- **Exercise brief**
Tally the lines in the records below that contain the string "green". Give only the resulting number.

— Start Given records —

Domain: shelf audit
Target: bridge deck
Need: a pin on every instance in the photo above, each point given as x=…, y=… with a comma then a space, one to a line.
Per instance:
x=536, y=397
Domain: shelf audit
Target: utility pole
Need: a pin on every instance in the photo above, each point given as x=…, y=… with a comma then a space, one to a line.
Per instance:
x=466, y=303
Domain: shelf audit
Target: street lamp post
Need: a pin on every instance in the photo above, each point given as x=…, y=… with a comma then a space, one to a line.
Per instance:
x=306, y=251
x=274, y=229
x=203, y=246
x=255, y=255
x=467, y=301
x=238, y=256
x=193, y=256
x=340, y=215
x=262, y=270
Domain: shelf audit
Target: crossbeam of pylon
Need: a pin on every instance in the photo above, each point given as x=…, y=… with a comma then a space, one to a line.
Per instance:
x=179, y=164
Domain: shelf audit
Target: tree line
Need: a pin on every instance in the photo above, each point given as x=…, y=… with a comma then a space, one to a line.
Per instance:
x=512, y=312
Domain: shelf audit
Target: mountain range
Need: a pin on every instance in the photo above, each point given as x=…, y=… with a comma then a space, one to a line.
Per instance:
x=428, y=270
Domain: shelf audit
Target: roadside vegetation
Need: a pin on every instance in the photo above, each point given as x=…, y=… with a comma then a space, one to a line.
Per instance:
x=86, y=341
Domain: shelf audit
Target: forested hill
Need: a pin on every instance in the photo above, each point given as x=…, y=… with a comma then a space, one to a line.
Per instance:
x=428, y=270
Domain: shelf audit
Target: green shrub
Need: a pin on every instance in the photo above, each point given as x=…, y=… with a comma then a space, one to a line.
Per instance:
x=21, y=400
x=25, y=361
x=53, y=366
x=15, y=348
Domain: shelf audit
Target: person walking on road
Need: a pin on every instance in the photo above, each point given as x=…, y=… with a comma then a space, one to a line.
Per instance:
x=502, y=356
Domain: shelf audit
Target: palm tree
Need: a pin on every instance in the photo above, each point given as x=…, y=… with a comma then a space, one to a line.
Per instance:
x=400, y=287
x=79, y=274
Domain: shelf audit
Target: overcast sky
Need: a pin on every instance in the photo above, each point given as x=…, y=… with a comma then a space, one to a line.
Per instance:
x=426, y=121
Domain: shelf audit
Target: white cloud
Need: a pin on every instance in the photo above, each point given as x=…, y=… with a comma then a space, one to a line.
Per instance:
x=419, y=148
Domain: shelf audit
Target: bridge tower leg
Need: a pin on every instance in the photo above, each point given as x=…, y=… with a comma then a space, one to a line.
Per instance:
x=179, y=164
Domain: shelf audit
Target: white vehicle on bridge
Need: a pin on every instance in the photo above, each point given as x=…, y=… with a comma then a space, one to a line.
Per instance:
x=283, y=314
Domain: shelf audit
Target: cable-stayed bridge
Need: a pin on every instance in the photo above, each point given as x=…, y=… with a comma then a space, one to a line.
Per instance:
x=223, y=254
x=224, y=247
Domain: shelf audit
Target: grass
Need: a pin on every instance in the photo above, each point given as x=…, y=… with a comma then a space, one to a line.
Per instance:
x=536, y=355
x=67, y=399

— End Given records —
— Start Given records —

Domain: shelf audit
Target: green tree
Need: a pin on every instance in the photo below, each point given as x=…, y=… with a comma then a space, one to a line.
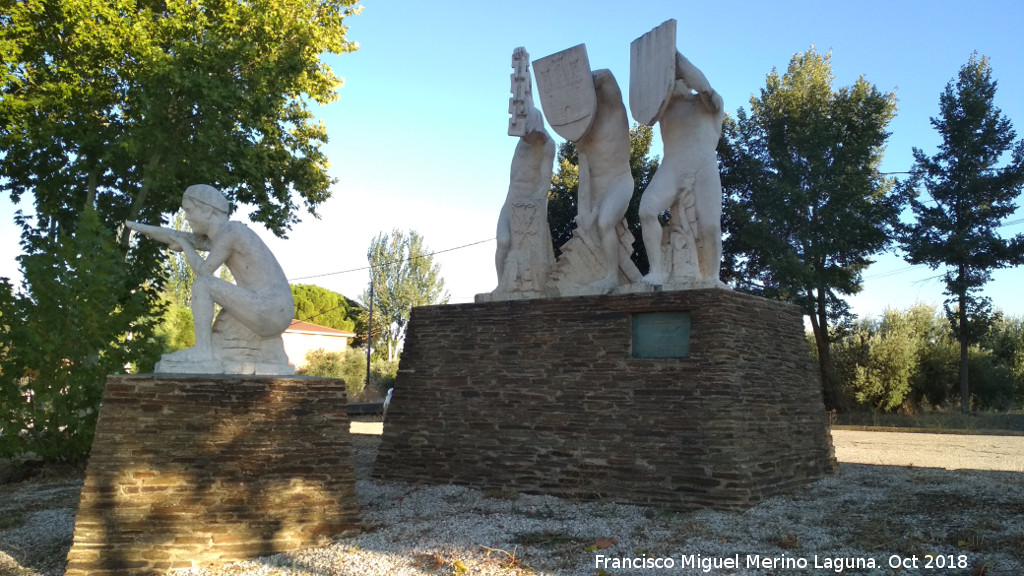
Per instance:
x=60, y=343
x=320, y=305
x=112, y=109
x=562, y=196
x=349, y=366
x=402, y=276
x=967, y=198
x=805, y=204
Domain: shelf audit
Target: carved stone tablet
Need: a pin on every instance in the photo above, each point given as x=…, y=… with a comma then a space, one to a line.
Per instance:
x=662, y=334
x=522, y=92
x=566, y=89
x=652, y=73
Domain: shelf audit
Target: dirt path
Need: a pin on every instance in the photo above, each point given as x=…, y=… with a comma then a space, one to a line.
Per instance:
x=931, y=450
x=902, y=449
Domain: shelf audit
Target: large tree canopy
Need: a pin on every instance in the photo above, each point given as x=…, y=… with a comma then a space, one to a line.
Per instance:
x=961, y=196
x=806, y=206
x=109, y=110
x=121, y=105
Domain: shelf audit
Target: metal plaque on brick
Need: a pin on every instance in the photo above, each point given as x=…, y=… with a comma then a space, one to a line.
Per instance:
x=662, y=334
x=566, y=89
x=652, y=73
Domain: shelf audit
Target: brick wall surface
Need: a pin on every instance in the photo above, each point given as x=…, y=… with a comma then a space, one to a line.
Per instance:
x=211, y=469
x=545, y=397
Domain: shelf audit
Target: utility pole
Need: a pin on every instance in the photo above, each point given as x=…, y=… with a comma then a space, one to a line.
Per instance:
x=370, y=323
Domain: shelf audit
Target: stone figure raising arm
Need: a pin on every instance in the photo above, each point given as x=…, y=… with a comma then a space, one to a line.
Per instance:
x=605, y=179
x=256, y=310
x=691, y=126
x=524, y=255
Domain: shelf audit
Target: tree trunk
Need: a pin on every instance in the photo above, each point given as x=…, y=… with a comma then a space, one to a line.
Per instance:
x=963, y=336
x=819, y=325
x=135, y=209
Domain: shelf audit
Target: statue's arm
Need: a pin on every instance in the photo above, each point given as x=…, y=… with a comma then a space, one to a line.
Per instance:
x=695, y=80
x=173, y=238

— End Given records —

- **Response to the exercise**
2